SELECTION:
══════════════════════════════

The Chicago Tribune sees the GOP on the defensive:
"Six months before Election Day, with control of Congress potentially
teetering in the balance, Republicans across the country are beset by
anxieties about the fortunes of their party and fearful that their
dominance could be upended by an electorate hungry for a change.
"The alarms, which have been sounding for months, are increasing in
volume as the summer nears with feelings of discontent over the price
of gasoline, the war in Iraq and illegal immigration. Though
Democrats have yet to settle on solutions to those issues or a
unified message for the fall, Republicans worry that many voters
simply will be looking for a fresh start."
The New York Daily News really overreaches in this CIA piece:
"CIA Director Porter Goss abruptly resigned yesterday amid
allegations that he and a top aide may have attended Watergate poker
parties where bribes and prostitutes were provided to a corrupt congressman."
May have attended? The same story acknowledges: "Intelligence and law
enforcement sources said solid evidence had yet to emerge that Goss
also went to the parties."
Dick Polman does a little reality check on Rummy:
"The Orwellian master is still Pentagon chief Donald Rumsfeld. On
Thursday, he was ambushed in Atlanta by questioner Ray McGovern, who
happened to be a retired CIA official who provided President Reagan
with daily intelligence briefings. McGovern rebuked Rumsfeld for
falsely claiming, during the early weeks of the war, that weapons of
mass destruction had been located.
"McGovern: 'You said you knew where they were.'
"Rumsfeld: 'I did not. I said I knew where suspect sites were.'
"Memo to the Records Department: Call up all previous Rumsfeld
statements and insert the words 'suspect sites.' Too late. We already
have the transcript of Rumsfeld on ABC. March 30, 2003.
"Question to Rumsfeld: 'Is it curious to you that (troops) haven't
found any weapons of mass destruction?' Rumsfeld: 'We know where they
are. They're in the area around Tikrit and Baghdad, and east, west,
south and north somewhat.'
"Another technique in '1984' was to simply dump inconvenient facts
down the 'memory hole.' Rumsfeld has tried that numerous times
already. One of my favorites: On Feb. 20, 2003, during the runup to
war, he told PBS that the Americans 'would be welcomed,' a scene akin
to Afghanistan, where people were 'playing music, cheering, flying
kites.' Seven months later, when a broadcast journalist read the PBS
remarks back to Rumsfeld, the Defense secretary replied: 'Never said
that. Never did...You're thinking of somebody else.'
"Could these myriad attempts to rewrite history have anything to do
with the latest poll findings, which show that even 45 percent of
self-identified conservatives are now voicing disapproval of the president?"

══════════════════════════════

INFORMATION SUPPLIED:
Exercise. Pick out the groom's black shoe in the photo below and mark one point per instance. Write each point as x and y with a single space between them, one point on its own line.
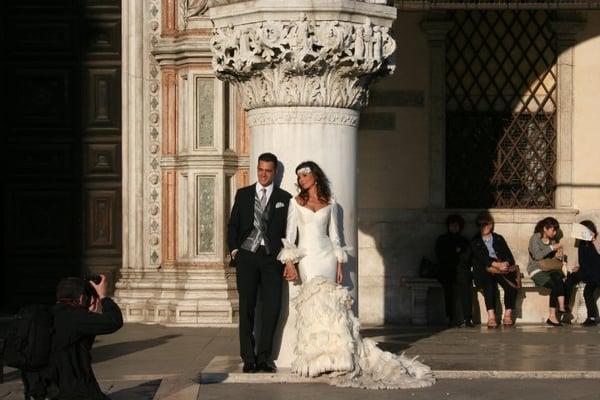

══════════════════════════════

Translate this sentence from the press roundup into Spanish: "CIA Director Porter Goss abruptly resigned yesterday amid allegations that he and a top aide may have attended Watergate poker parties where bribes and prostitutes were provided to a corrupt congressman."

El director de la CIA, Porter Goss, renunció abruptamente ayer en medio de acusaciones de que él y un alto asesor podrían haber asistido a fiestas de póquer en el Watergate donde se les proporcionaban sobornos y prostitutas a un congresista corrupto.